= TRECHO FORNECIDO =

┌──

O atraso da narrativa de “A elite do atraso”

Por Paulo Ghiraldelli Jr*

Os gregos antigos nos ensinaram a narrativa da tragédia. Nela, nunca se disse que não eram os homens os autores da própria história. Os homens eram de fato postos como fazendo a sua história, mas, por mais que quisessem fugir do destino traçado pelos deuses, pegando vários caminhos diferentes e mudando de percurso, sempre terminavam por realizar o traçado desenhado pelas divindades. Até hoje esse tipo de narrativa faz sucesso. A consciência popular diz: “ninguém foge de seu destino”.

Os historiadores modernos, entusiasmados pelo ideia de aventura, típica do mundo do Renascimento, deram crédito para os indivíduos intrépidos. A tragédia se separou da escrita da história definitivamente. Ela passou a contar para o teatro e tão somente para o teatro. Os pensadores vieram a falar de um outro modo e estilo, conferindo um poder de decisão aos indivíduos – noção esta então recém criada – jamais vista antes. Guardamos desse tipo de história, em nossos manuais escolares, as aventuras de Cristóvão Colombo, de Vasco da Gama e tantos outros. É nessa linha que, até hoje, falamos de Napoleão. Não raro ainda falamos de Stalin e Hitler assim! Isso quando não começamos, a partir daí, a falar no estilo das teorias conspiratórias!

Nos dias de hoje, quando a regra é a auto-intensificação, acreditamos na filosofia de Sartre em sua colaboração maior com a ideologia do momento. Para entendermos como nos vemos hoje em dia, vale aqui repetir Sloterdijk:

“O indivíduo é simplesmente o homem sem missão, o não-mensageiro. Constitui uma espécie de produto semi-acabado o que, de resto, é precisamente aquilo que a educação moderna pretende fazer da criatura humana: produtos semi-acabados que devem trabalhar-se até se tornarem produtos acabáveis utilizáveis – o que quase ninguém alcança. Foi Sartre quem forneceu a ideologia deste fenômeno ao dizer que o importante é fazermos alguma coisa do que fizeram de nós” (1)

└──

= TAREFA PROPOSTA 1 =
No trecho sobre as formas de narrar a história, a que âmbito a tragédia passou a se restringir depois de se separar da escrita da história?
= TAREFA PROPOSTA 2 =
Redija a continuação do ensaio sobre as formas de narrar a história, a partir do ponto em que ele termina.

= REGISTROS DE DADOS =
┌──

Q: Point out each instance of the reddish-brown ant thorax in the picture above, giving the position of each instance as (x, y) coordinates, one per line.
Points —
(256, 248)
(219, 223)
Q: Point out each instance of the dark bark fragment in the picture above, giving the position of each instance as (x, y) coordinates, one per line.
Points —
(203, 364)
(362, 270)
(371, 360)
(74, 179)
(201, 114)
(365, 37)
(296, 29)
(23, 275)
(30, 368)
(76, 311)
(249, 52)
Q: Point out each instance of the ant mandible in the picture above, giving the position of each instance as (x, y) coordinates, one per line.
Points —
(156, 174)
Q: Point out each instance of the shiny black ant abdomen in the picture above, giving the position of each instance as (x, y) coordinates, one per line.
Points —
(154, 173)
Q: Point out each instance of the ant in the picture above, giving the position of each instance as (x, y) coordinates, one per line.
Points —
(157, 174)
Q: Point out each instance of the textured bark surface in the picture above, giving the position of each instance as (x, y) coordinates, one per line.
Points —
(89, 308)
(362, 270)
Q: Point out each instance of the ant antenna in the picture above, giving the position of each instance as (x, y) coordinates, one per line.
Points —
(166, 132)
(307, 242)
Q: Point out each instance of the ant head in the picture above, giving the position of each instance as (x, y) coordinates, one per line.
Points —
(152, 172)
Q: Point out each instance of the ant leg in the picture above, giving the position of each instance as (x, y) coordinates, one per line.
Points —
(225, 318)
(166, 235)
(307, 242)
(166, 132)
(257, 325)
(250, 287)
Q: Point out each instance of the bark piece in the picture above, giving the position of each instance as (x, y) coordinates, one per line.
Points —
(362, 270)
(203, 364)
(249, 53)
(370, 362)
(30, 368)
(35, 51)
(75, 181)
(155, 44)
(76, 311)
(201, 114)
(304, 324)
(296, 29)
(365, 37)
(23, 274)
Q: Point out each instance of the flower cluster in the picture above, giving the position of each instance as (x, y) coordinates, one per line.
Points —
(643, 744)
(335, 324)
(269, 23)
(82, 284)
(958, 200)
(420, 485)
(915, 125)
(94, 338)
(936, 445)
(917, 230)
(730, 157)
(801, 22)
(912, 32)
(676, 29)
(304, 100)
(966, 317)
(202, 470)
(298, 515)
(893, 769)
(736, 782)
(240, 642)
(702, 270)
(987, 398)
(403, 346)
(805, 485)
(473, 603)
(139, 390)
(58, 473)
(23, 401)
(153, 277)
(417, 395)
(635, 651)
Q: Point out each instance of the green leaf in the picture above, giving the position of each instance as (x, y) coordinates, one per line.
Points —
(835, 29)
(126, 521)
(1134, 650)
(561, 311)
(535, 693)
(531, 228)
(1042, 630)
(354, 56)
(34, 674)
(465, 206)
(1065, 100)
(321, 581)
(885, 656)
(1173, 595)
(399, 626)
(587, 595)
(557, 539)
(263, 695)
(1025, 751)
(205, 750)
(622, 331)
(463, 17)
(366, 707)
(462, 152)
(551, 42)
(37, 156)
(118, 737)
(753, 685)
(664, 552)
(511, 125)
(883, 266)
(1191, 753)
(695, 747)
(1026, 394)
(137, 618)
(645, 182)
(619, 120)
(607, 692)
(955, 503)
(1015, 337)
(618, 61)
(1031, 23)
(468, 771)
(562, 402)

└──

= RESPOSTA DO EXERCÍCIO 1 =
Ao teatro, e tão somente ao teatro.

= RESPOSTA DO EXERCÍCIO 2 =
Não sei o quanto eu gostaria de responsabilizar Sartre pela ideia de que, agora, temos de contar a história como sendo feita a partir de nossa intervenção pessoal e voluntariosa, uma história de reconstrução pessoal, de re-invenção (como está na moda falar). Mas sei bem que é assim que temos, ao menos alguns de nós, nos empenhado em narrativas históricas. Essas narrativas são diferentes daquelas que Marx, também no início da modernidade, exatamente por seu respeito a Hegel, nos ensinou escrever. Narrativas como as atuais, que fazem sucesso entre nossas esquerdas, esqueceram completamente de Marx, e passaram a gerar histórias em que os indivíduos agem como protagonistas exclusivos dos feitos. Fazem do que fizeram delas algo extraordinário! Mas, o que é mais grave, ao serem postos como donos de todo destino, logo esses indivíduos se apresentam também como senhores do bem e do mal, agindo então como mentirosos espertalhões, que sem convencimento do que dizem, enganam uma massa de tolos – ou seja, todos nós.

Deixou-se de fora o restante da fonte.